Short task - In full and without alteration, give the listing again.

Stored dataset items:
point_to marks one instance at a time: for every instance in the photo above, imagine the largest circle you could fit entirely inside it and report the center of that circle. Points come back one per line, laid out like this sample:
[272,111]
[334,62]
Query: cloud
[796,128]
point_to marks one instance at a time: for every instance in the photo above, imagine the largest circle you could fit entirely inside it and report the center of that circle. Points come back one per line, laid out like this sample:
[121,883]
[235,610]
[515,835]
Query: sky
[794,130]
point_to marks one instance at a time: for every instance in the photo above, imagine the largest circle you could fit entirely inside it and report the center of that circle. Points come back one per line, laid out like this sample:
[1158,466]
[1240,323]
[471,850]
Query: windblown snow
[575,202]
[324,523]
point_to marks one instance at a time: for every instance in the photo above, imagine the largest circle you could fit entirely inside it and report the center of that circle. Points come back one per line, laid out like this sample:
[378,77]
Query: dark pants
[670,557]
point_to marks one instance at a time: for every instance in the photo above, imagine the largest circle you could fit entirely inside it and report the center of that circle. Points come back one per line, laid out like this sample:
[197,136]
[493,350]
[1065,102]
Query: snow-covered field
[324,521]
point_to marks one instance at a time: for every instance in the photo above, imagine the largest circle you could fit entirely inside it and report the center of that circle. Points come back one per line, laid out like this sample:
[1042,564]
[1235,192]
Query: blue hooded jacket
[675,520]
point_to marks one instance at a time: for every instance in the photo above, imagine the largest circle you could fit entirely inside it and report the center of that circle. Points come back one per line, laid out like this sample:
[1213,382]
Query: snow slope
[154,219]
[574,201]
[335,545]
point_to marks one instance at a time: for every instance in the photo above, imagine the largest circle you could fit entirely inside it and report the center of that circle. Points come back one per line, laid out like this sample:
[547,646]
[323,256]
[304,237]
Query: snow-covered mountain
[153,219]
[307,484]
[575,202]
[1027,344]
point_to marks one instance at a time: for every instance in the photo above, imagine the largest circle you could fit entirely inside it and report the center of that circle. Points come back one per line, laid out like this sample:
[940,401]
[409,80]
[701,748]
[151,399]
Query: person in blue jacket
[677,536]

Task solution -
point_to marks one instance at a time: for every instance in the photo above, imagine the largest circle you could fit entirely inside it and report the center of that circle. Points come back one per line, laid out like this sample:
[272,111]
[334,62]
Query: cloud
[796,128]
point_to marks one instance at a time: for every instance in the photo above, imagine the largest circle you could fit entirely inside it and report the center of that circle. Points come back one per line, laid out like this sample:
[121,883]
[235,610]
[515,835]
Query: sky
[794,130]
point_to marks one instance at a time: for every instance in the photo above, imagine the largest circle you could fit entirely inside it and report the center of that circle. Points come back one per line, laid out like this sample:
[1158,466]
[1240,323]
[471,850]
Query: windblown snow
[575,202]
[324,523]
point_to marks one instance at a time: for every instance in the photo above, imagine the largest circle you could fit entirely inside it and report the center of that circle. Points come back one per line, laid out like this sample:
[378,77]
Query: dark pants
[670,557]
point_to marks one instance at a time: for every instance in the photo above, imagine the largest circle you could fit entirely inside it and report the center of that circle. Points come back one per line, laid out like this sample:
[197,136]
[493,350]
[1065,102]
Query: snow-covered field
[324,521]
point_to marks one instance at a time: for every instance in the photo above, imagine the largest circle you could fit entirely inside it and report the center of that circle. Points come back one per line, laid out like this sample:
[1042,564]
[1235,192]
Query: blue hooded jacket
[675,520]
point_to marks one instance at a time: for every instance in the photo above, imagine the largest circle you could fit entirely inside it and report the center of that circle. Points come back one per line, laid out like this sample:
[1213,382]
Query: snow slope
[154,219]
[574,201]
[335,545]
point_to marks one instance at a time: for every instance in the photo above, imagine the largest circle you could fit entirely inside it and report the center of that circle. Points come back one per line, laid out like this sample:
[547,646]
[323,256]
[304,237]
Query: snow-covered mountain
[153,219]
[307,484]
[575,202]
[1027,344]
point_to marks one instance at a time: for every instance in the photo above, imagine the largest circle you could fit entirely inside it and report the center of that circle. Points come back one per line, laid out like this sample:
[940,401]
[409,80]
[701,748]
[151,399]
Query: person in blue jacket
[677,536]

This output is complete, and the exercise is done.